- What to do -
Print out every record below, exactly as written.

- Data section -
▬▬▬▬▬▬▬▬▬▬

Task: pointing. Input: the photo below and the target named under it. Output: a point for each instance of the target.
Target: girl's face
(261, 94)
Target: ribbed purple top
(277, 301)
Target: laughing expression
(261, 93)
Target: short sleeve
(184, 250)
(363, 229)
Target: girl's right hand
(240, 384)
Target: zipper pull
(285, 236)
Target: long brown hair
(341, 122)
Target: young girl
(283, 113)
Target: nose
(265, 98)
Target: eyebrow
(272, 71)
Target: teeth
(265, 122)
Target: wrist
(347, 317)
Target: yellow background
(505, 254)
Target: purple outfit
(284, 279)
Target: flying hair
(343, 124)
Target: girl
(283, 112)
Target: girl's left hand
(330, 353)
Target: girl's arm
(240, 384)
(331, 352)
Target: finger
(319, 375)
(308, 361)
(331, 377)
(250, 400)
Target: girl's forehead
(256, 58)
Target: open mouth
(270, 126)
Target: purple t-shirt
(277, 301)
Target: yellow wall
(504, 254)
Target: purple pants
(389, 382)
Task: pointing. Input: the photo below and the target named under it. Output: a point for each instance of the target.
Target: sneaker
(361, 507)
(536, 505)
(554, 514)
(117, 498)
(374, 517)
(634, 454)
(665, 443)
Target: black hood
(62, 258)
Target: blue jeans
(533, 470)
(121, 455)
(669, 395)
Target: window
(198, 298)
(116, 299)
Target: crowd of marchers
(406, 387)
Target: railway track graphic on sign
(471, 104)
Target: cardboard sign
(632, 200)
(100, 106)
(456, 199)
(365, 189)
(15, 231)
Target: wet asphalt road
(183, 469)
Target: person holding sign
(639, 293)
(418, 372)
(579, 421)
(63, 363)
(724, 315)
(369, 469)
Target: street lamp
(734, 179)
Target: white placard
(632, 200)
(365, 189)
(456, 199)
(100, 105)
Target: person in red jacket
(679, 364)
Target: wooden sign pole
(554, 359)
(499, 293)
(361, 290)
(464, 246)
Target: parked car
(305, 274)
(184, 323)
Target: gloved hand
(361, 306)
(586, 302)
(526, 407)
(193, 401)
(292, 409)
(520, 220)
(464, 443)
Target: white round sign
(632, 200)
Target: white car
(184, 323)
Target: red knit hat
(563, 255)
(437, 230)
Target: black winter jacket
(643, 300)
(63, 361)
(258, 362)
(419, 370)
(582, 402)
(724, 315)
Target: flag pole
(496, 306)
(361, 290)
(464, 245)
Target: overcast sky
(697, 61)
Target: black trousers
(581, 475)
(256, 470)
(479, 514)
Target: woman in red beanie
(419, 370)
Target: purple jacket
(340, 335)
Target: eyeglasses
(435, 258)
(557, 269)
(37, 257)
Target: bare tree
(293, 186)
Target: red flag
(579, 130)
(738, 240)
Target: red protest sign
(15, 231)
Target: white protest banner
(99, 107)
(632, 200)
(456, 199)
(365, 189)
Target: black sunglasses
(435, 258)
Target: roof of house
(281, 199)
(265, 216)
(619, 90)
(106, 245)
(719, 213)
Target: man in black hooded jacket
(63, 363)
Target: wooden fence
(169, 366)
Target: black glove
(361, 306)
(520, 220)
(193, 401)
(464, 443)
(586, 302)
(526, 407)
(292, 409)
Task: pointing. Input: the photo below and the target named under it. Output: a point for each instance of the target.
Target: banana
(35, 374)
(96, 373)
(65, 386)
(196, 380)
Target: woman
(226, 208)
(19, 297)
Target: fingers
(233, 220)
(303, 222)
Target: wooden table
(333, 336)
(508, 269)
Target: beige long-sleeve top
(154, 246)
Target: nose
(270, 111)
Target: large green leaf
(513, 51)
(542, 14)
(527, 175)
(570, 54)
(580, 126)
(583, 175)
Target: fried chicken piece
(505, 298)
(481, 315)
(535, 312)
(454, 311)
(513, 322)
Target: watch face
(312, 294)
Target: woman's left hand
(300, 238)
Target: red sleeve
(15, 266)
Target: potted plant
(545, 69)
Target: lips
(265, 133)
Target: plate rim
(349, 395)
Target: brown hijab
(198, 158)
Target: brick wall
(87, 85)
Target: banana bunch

▬▬▬▬▬▬▬▬▬▬

- Output of the task -
Task: pointing. Input: the photo below and the target named under it. Output: a point for each instance of the target.
Target: girl's face
(261, 94)
Target: ribbed purple top
(277, 301)
Target: laughing expression
(261, 93)
Target: short sleeve
(184, 250)
(363, 229)
Target: girl's right hand
(240, 384)
Target: zipper pull
(285, 236)
Target: long brown hair
(341, 122)
Target: young girl
(283, 113)
Target: nose
(265, 98)
Target: eyebrow
(272, 71)
Target: teeth
(265, 122)
Target: wrist
(347, 317)
Target: yellow background
(505, 254)
Target: purple outfit
(284, 279)
Target: flying hair
(343, 124)
Target: girl
(283, 112)
Target: girl's left hand
(330, 353)
Target: girl's arm
(240, 384)
(331, 352)
Target: finger
(319, 375)
(308, 361)
(331, 377)
(250, 400)
Target: girl's forehead
(256, 58)
Target: open mouth
(270, 126)
Target: purple t-shirt
(277, 301)
Target: yellow wall
(504, 254)
Target: purple pants
(389, 382)
Task: pointing. Input: the photo below and the target named under it. Output: a point for each instance of the target.
Target: sneaker
(361, 507)
(536, 505)
(554, 514)
(117, 498)
(374, 517)
(634, 454)
(665, 443)
Target: black hood
(62, 258)
Target: blue jeans
(533, 470)
(121, 455)
(669, 395)
Target: window
(198, 298)
(116, 299)
Target: crowd of marchers
(406, 387)
Target: railway track graphic on sign
(471, 104)
Target: cardboard sign
(632, 200)
(100, 106)
(456, 199)
(365, 189)
(15, 231)
Target: wet asphalt road
(183, 469)
Target: person holding sign
(639, 293)
(418, 372)
(579, 421)
(63, 363)
(724, 315)
(369, 469)
Target: street lamp
(734, 179)
Target: white placard
(632, 200)
(365, 189)
(456, 199)
(100, 105)
Target: person in red jacket
(679, 364)
Target: wooden sign pole
(554, 359)
(499, 293)
(361, 290)
(464, 246)
Target: parked car
(305, 274)
(184, 323)
Target: gloved hand
(361, 306)
(586, 302)
(526, 407)
(193, 401)
(292, 409)
(520, 220)
(464, 443)
Target: white round sign
(632, 200)
Target: white car
(184, 323)
Target: red knit hat
(563, 255)
(437, 230)
Target: black winter jacket
(643, 300)
(63, 361)
(258, 362)
(419, 370)
(582, 402)
(724, 315)
Target: flag pole
(496, 306)
(361, 290)
(464, 245)
Target: overcast sky
(697, 61)
Target: black trousers
(581, 475)
(256, 470)
(479, 514)
Target: woman in red beanie
(419, 370)
Target: purple jacket
(340, 335)
Target: eyeglasses
(435, 258)
(557, 269)
(37, 257)
Target: bare tree
(293, 186)
Target: red flag
(579, 130)
(738, 240)
Target: red protest sign
(15, 231)
Target: white protest banner
(99, 107)
(632, 200)
(456, 199)
(365, 189)
Target: black sunglasses
(435, 258)
Target: roof of house
(281, 199)
(265, 216)
(619, 90)
(106, 245)
(719, 213)
Target: man in black hooded jacket
(63, 363)
Target: wooden fence
(169, 366)
Target: black glove
(361, 306)
(520, 220)
(193, 401)
(464, 443)
(586, 302)
(526, 407)
(292, 409)
Task: pointing. Input: the photo below and the target named under it. Output: a point for each instance of the target.
Target: banana
(35, 374)
(96, 373)
(65, 386)
(196, 380)
Target: woman
(226, 208)
(19, 297)
Target: fingers
(233, 220)
(303, 222)
Target: wooden table
(333, 336)
(508, 269)
Target: beige long-sleeve top
(154, 246)
Target: nose
(270, 111)
Target: large green leaf
(513, 51)
(542, 14)
(527, 175)
(570, 54)
(580, 126)
(583, 175)
Target: fried chicken piece
(505, 298)
(481, 315)
(535, 312)
(454, 311)
(513, 322)
Target: watch face
(312, 294)
Target: woman's left hand
(300, 238)
Target: red sleeve
(15, 266)
Target: potted plant
(545, 69)
Target: lips
(265, 133)
Target: plate rim
(349, 395)
Target: brown hijab
(198, 158)
Target: brick wall
(87, 85)
Target: banana bunch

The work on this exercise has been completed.